• Work order
The data below holds the lines to copy: everything from the line containing "Note: spot each instance of the folding" to the line containing "Note: spot each instance of the cloudy", both ends included, set down exactly.

• Data supplied
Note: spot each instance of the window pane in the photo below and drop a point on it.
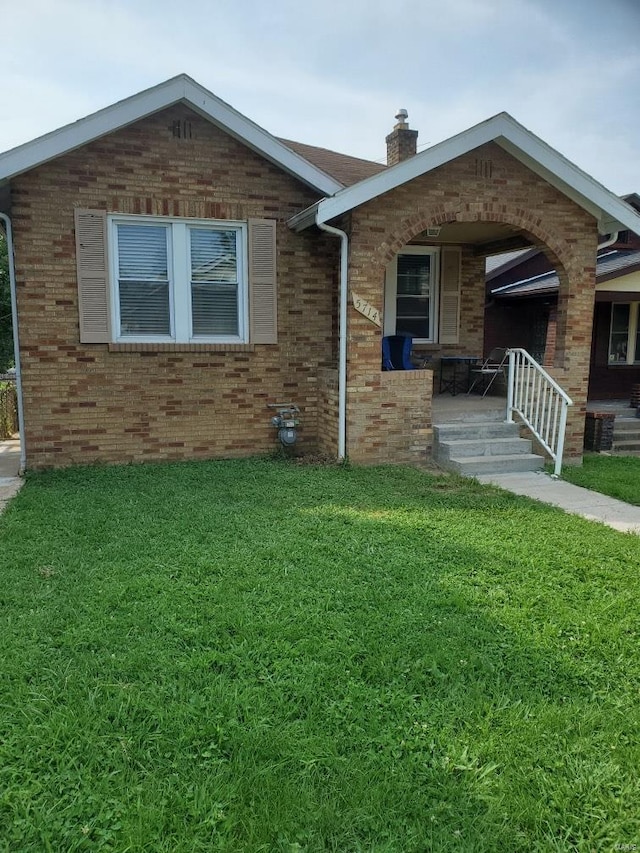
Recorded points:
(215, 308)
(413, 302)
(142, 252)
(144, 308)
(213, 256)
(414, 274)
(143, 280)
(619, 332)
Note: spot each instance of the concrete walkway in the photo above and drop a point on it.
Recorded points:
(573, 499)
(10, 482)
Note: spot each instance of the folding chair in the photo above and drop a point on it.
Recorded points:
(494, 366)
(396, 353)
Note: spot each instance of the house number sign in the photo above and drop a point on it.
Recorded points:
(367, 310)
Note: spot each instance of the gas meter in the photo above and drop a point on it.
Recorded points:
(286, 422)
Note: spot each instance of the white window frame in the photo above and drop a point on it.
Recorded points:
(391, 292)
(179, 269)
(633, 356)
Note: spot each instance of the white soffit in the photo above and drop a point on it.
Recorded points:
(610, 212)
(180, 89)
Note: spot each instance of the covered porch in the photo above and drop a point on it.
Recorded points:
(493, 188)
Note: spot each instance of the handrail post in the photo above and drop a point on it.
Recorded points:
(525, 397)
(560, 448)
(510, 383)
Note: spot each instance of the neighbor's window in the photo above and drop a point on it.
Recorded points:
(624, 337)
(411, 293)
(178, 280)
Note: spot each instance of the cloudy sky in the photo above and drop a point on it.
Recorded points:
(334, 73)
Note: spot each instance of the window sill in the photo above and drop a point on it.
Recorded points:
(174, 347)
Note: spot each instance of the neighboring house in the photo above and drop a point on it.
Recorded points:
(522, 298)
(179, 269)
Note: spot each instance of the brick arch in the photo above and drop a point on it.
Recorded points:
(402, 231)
==
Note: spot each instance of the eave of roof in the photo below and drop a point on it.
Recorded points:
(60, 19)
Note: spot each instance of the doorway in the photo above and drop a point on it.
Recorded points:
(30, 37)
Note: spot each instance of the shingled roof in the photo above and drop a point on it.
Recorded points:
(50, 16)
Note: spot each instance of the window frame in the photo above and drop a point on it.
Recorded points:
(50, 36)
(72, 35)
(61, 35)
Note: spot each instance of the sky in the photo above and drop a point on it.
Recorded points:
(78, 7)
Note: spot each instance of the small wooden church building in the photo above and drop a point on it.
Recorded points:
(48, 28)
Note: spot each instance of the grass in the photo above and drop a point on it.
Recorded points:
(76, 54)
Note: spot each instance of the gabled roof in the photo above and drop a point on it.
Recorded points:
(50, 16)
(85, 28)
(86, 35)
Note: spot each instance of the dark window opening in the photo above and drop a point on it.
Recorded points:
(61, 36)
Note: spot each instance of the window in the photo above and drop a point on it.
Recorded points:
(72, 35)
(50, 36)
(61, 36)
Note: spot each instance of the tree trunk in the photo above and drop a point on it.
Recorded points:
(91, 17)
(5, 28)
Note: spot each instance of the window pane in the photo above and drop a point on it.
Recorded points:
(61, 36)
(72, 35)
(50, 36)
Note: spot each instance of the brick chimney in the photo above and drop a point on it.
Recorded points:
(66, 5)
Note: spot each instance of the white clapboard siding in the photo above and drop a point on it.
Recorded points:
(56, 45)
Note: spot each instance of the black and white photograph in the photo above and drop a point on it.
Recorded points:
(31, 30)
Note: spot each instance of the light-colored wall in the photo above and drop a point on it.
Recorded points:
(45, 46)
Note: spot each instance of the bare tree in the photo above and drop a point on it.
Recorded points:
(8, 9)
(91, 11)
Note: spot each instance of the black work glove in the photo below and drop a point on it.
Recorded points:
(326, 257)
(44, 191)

• Output for this exercise
Note: spot each instance of the folding chair in the photo above and drop a point on it.
Recorded points:
(494, 366)
(396, 353)
Note: spot each instance of the house number sign in the photo above and drop a point on it.
Recorded points:
(367, 310)
Note: spot each instance of the gas meter in the photo above and drop a point on it.
Recorded points:
(286, 422)
Note: spot each instance of the white window frame in the photo above and drop a point on it.
Recorded points:
(391, 292)
(179, 269)
(633, 356)
Note: spot each instance of the white soffit in the photo above and drop a point on it.
Recorded points:
(610, 212)
(180, 89)
Note: spot each instance of the covered porch in the photo above and drop a point on it.
Recorded points:
(493, 188)
Note: spot each instance of the handrail post in the photo above and drop a point on it.
Recorded points:
(525, 397)
(560, 448)
(510, 383)
Note: spot each instance of the neighbor's window in the photo above and drop a point on it.
Recorded points:
(624, 337)
(411, 293)
(178, 280)
Note: spot each instance of the cloudy sky in the photo above and drop a point on it.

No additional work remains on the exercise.